── Given data ──

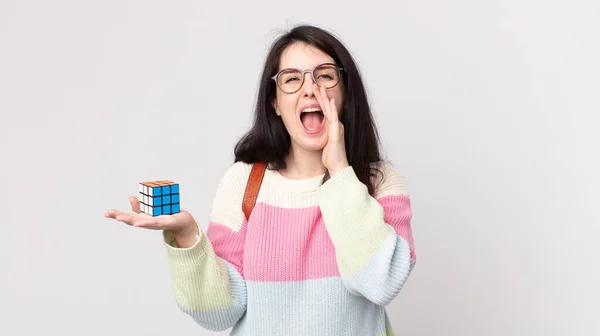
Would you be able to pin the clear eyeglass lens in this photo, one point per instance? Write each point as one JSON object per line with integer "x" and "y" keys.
{"x": 325, "y": 75}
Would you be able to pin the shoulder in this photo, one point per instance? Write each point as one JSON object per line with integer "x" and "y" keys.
{"x": 235, "y": 175}
{"x": 388, "y": 180}
{"x": 227, "y": 202}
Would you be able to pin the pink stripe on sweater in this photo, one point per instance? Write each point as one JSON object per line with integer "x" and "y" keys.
{"x": 288, "y": 245}
{"x": 228, "y": 244}
{"x": 398, "y": 213}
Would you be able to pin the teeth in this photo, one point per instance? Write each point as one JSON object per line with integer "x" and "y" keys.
{"x": 312, "y": 109}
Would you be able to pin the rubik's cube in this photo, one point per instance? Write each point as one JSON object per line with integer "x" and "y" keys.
{"x": 159, "y": 197}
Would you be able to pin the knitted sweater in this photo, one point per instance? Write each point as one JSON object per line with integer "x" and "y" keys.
{"x": 313, "y": 259}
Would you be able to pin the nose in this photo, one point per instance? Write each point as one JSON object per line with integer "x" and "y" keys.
{"x": 307, "y": 86}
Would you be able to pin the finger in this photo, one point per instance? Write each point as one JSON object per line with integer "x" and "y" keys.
{"x": 325, "y": 103}
{"x": 163, "y": 222}
{"x": 112, "y": 213}
{"x": 334, "y": 115}
{"x": 135, "y": 204}
{"x": 319, "y": 96}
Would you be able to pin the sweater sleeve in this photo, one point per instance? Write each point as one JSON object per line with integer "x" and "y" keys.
{"x": 372, "y": 236}
{"x": 207, "y": 277}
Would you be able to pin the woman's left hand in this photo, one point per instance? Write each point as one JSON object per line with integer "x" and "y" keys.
{"x": 334, "y": 154}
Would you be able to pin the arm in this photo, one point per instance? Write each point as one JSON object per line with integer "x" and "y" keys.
{"x": 207, "y": 276}
{"x": 372, "y": 236}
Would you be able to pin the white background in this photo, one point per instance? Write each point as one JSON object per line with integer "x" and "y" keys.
{"x": 488, "y": 108}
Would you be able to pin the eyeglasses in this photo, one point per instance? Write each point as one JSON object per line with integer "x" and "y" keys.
{"x": 291, "y": 80}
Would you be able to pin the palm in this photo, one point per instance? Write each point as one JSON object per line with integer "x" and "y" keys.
{"x": 175, "y": 222}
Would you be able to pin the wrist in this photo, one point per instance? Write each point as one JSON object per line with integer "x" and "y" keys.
{"x": 186, "y": 237}
{"x": 333, "y": 172}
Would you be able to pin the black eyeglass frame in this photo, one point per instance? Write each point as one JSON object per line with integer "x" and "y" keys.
{"x": 311, "y": 71}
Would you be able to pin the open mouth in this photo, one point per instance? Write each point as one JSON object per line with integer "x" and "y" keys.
{"x": 312, "y": 119}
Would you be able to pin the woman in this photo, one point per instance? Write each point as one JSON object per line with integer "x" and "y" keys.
{"x": 328, "y": 244}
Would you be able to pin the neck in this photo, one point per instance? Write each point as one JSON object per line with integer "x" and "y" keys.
{"x": 303, "y": 164}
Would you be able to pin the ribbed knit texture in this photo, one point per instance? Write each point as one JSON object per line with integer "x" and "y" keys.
{"x": 312, "y": 260}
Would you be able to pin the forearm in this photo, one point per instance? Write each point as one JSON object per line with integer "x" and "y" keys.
{"x": 206, "y": 287}
{"x": 372, "y": 240}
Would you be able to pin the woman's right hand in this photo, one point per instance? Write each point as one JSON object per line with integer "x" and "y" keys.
{"x": 182, "y": 224}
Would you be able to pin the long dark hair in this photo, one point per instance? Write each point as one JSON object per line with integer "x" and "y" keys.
{"x": 268, "y": 140}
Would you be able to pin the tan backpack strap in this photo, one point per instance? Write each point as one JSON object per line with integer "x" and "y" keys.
{"x": 252, "y": 188}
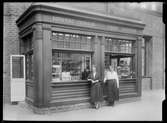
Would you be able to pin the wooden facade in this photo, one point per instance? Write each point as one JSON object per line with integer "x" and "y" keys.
{"x": 38, "y": 23}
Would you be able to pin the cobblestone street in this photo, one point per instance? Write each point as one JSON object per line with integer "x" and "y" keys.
{"x": 148, "y": 108}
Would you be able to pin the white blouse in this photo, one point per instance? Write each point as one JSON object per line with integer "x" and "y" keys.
{"x": 111, "y": 75}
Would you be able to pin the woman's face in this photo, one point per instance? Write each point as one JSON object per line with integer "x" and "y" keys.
{"x": 94, "y": 69}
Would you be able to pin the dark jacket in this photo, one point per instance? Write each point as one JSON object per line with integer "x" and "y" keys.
{"x": 97, "y": 77}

───

Work order ▸
The finished copy should match the data above word for word and contain no pictures.

Task solution ▸
Would you be able to pin the clear eyeglass lens in this photo, one point per instance? Write each point as one JSON object per line with integer "x" and "y" keys.
{"x": 325, "y": 75}
Would you be able to pin the shoulder in this photo, one point per instance? Write each point as one JSON object per line with integer "x" and "y" keys.
{"x": 235, "y": 175}
{"x": 388, "y": 180}
{"x": 227, "y": 202}
Would you be able to pin the pink stripe on sweater in this photo, one point per instance? Write each point as one JSON object per line with integer "x" and "y" keys.
{"x": 288, "y": 245}
{"x": 228, "y": 244}
{"x": 398, "y": 213}
Would you be able to pin the teeth in this photo, one point per instance? Write each point as one JSON object per line with integer "x" and "y" keys.
{"x": 312, "y": 109}
Would you be able to pin the rubik's cube in this photo, one point per instance? Write each point as one JSON object per line with integer "x" and "y" keys.
{"x": 159, "y": 197}
Would you be able to pin the knitted sweater in this photo, one point per instance? Write each point as one JSON object per line with integer "x" and "y" keys.
{"x": 313, "y": 259}
Would you be able to pin the nose in this photo, one point per instance? Write each point as one JSON object per line with integer "x" and "y" keys.
{"x": 307, "y": 86}
Would you be able to pin the finger in this photo, one point per instance? Write each point as one JSON object per line with integer "x" and "y" keys.
{"x": 325, "y": 103}
{"x": 163, "y": 222}
{"x": 112, "y": 213}
{"x": 334, "y": 115}
{"x": 135, "y": 204}
{"x": 319, "y": 96}
Would you be able to pin the sweater sleeve in this photo, one point per instance? Write each point as one JSON object per line with integer "x" and "y" keys.
{"x": 372, "y": 236}
{"x": 207, "y": 277}
Would you be able to pin the woman's left hand in this photo, one point per instance? Write each point as one JSON object per line with integer "x" and "y" keys.
{"x": 334, "y": 154}
Would you be able to pin the arm in this photo, one point per instance? Write each point as one JSON object per line with integer "x" and "y" keys.
{"x": 207, "y": 276}
{"x": 372, "y": 236}
Would you be able to pin the white background in this photo, one point per instance? Write each point as one JSON object per line with integer "x" and "y" keys.
{"x": 488, "y": 108}
Would you be able to pin the eyeglasses in this photo, one point per instance? Write each point as one JSON object per line with integer "x" and "y" keys.
{"x": 291, "y": 80}
Would you be able to pin the palm in this photo, one point per instance? Write each point as one JSON object per line with integer "x" and "y" keys.
{"x": 175, "y": 222}
Would you be able to pin the wrist in this photo, one point per instance? Write each point as one JSON object per line with integer "x" and "y" keys.
{"x": 186, "y": 237}
{"x": 333, "y": 172}
Would you be able to pin the black eyeglass frame in this photo, one point per instance? Write each point as one JSON object per line with integer "x" and "y" keys.
{"x": 311, "y": 71}
Would you be able to pin the open mouth in this photo, one point per instance? Write each point as one JSON object per line with integer "x" and "y" keys.
{"x": 312, "y": 119}
Would you be able to pin the woman in this photo, one point per instance? Write each point as one JSON object per line with integer "x" and "y" keys.
{"x": 328, "y": 244}
Would you be able to pin the neck in this photo, one point per instance? Write each point as one JSON object per line with integer "x" and "y" keys.
{"x": 303, "y": 164}
Would you be able to pin the ribbed knit texture in this photo, one point per instance? Write each point as one JSON object per line with integer "x" and "y" keys.
{"x": 312, "y": 260}
Would you be able to pin the forearm in this photo, one point per instance? Write each point as one JSON object per line with integer "x" and "y" keys.
{"x": 206, "y": 287}
{"x": 372, "y": 240}
Would you be able to pin the woman's right hand in this photo, one point per instance? Write each point as one JSON object per line with integer "x" and "y" keys.
{"x": 182, "y": 224}
Would you be able to pin the long dark hair in this photo, one point per instance? Write each point as one JSON object per line with integer "x" and "y" keys.
{"x": 268, "y": 140}
Would you be able to pin the tan backpack strap in this photo, one point per instance? Write each point as one JSON object per line with integer "x" and "y" keys.
{"x": 252, "y": 188}
Would you be able to pin the wooden facade in this photo, one point per instance? Write each point as one JSON object per line with integer "x" and "y" keys.
{"x": 38, "y": 23}
Would you be able to pin the cobblestone street in this photo, one point per instance? Write each point as one JSON object per line with integer "x" and "y" keys.
{"x": 148, "y": 108}
Would you be able to pin the white blouse in this photo, one point per instance? Write each point as one JSON object per line with integer "x" and "y" keys.
{"x": 111, "y": 75}
Would you be able to pin the woman's face in this photo, one point per instance? Write each point as one JSON object per line with integer "x" and "y" keys.
{"x": 94, "y": 69}
Would you be able to pin the dark jacket in this photo, one point per instance? Write each point as one JSON object per line with integer "x" and "y" keys.
{"x": 97, "y": 77}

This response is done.